(Records excerpted from a collection)

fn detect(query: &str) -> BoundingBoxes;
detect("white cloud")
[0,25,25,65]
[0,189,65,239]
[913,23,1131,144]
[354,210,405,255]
...
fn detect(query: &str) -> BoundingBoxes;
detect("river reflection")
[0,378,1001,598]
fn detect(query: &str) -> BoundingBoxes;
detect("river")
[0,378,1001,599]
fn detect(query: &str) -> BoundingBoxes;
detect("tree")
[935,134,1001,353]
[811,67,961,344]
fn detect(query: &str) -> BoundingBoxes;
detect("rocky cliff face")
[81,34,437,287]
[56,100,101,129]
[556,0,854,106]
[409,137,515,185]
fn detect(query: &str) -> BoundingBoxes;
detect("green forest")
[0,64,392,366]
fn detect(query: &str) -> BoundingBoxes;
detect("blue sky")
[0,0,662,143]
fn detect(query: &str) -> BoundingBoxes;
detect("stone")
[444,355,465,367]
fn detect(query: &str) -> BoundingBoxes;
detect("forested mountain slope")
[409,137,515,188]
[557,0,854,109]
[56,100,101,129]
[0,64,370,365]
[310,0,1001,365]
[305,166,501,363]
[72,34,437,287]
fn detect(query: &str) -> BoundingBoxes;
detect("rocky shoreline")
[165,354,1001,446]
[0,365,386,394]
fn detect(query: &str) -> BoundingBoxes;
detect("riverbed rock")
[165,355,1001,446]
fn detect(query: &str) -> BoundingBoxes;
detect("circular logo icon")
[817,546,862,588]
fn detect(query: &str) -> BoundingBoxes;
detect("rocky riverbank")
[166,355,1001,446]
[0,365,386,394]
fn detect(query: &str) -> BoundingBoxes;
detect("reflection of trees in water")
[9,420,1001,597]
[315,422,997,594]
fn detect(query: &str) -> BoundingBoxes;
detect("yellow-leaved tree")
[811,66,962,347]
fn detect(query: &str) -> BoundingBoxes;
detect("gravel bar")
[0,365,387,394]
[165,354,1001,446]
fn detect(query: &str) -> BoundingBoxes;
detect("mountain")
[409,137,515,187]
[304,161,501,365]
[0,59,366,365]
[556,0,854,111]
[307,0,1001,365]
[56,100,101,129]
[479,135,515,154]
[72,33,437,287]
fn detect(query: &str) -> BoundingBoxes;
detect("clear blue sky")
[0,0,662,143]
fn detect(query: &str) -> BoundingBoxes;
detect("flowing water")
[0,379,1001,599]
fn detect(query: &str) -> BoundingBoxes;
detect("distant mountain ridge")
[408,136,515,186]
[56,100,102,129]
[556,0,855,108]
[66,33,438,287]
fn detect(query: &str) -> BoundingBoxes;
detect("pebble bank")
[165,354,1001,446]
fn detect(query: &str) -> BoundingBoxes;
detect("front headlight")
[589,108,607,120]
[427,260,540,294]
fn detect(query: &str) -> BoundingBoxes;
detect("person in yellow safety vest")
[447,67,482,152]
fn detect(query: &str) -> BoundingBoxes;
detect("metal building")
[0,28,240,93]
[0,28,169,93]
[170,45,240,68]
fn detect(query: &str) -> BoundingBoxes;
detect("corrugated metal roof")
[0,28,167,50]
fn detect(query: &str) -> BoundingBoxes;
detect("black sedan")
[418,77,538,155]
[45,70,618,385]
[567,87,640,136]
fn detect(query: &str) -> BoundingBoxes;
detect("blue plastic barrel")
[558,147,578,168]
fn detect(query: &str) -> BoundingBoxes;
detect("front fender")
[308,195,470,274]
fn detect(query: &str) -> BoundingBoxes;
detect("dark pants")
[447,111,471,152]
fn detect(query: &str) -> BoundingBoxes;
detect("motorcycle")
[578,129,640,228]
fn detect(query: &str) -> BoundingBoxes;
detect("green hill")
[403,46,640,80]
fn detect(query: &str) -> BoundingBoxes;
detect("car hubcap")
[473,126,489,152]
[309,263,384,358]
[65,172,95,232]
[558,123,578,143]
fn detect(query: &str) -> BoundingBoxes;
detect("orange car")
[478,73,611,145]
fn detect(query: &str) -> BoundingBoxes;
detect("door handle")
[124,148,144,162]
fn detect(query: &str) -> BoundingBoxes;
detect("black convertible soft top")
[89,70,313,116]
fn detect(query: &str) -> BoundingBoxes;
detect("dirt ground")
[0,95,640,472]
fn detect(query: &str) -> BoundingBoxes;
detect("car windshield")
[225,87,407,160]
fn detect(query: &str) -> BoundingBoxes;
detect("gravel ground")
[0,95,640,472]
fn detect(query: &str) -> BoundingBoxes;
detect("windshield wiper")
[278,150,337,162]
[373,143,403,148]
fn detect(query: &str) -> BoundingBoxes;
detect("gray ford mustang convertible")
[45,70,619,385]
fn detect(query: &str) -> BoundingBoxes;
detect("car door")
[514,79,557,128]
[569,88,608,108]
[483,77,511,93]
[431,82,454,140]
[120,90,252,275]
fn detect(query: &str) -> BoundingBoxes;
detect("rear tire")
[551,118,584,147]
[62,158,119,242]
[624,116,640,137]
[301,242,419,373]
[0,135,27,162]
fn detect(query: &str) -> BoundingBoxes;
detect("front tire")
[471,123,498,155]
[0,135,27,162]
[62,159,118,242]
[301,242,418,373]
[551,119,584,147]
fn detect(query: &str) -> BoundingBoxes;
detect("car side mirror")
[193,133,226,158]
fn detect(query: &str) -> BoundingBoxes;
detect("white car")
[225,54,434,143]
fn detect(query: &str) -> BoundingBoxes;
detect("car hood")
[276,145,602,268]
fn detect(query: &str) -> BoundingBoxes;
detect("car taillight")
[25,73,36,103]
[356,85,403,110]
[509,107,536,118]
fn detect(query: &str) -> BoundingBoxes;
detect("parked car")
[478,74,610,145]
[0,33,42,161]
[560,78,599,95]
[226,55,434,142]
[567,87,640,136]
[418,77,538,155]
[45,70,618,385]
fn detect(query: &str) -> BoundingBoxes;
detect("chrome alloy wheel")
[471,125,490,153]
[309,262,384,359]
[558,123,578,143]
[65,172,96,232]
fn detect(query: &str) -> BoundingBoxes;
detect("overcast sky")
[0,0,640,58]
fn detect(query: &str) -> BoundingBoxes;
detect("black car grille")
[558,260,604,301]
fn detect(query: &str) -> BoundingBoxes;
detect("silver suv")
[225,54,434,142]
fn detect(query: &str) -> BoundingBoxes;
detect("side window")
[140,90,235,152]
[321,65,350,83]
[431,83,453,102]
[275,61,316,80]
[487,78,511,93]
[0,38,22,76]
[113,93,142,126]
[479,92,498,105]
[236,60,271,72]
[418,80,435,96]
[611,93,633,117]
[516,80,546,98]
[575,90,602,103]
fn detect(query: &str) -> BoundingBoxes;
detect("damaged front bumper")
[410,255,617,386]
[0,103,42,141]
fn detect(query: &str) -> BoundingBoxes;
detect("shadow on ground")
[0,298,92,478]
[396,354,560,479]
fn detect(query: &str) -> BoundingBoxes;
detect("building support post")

AIM OF THE EXERCISE =>
Locate every line in the listing that contains the string "building", and copy each of those lines.

FULL SOLUTION =>
detect("metal building")
detect("building support post")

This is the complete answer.